-- begin Data for this exercise --

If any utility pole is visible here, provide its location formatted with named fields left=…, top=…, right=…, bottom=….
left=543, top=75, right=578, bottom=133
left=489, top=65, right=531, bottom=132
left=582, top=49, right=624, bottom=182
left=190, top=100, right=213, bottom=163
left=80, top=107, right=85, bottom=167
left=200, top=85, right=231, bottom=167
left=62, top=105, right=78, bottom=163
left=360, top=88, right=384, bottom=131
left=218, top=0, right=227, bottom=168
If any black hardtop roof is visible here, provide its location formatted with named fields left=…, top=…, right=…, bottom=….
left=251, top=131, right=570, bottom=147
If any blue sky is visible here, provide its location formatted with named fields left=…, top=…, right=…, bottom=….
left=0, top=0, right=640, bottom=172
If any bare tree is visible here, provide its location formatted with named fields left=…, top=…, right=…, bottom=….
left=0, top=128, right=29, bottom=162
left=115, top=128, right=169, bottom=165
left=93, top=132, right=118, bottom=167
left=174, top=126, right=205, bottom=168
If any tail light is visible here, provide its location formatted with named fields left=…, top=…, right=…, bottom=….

-- end Data for this exercise --

> _Goal_: Put every row above into a JSON array of strings, one string per line, omitting blank lines.

> _Full answer_:
[
  "If any utility pole is visible here, provide its location formatted with named fields left=…, top=…, right=…, bottom=….",
  "left=543, top=75, right=578, bottom=133",
  "left=489, top=65, right=531, bottom=132",
  "left=582, top=49, right=624, bottom=182",
  "left=190, top=100, right=213, bottom=163",
  "left=80, top=107, right=85, bottom=167",
  "left=200, top=85, right=231, bottom=167",
  "left=62, top=105, right=78, bottom=163",
  "left=360, top=88, right=384, bottom=131",
  "left=218, top=0, right=227, bottom=168",
  "If any black hardtop roof is visible here, provide its location formatted with named fields left=…, top=…, right=…, bottom=….",
  "left=251, top=131, right=570, bottom=147",
  "If any blue sky is visible here, provide its location formatted with named fields left=…, top=…, right=…, bottom=….",
  "left=0, top=0, right=640, bottom=172",
  "If any bare tree is visible here, provide its location formatted with named fields left=…, top=…, right=…, bottom=….",
  "left=0, top=128, right=29, bottom=162",
  "left=115, top=128, right=169, bottom=165",
  "left=93, top=132, right=118, bottom=167",
  "left=174, top=126, right=205, bottom=168",
  "If any tail light is visible here, provide its location formatted with named fields left=…, top=…, right=…, bottom=…."
]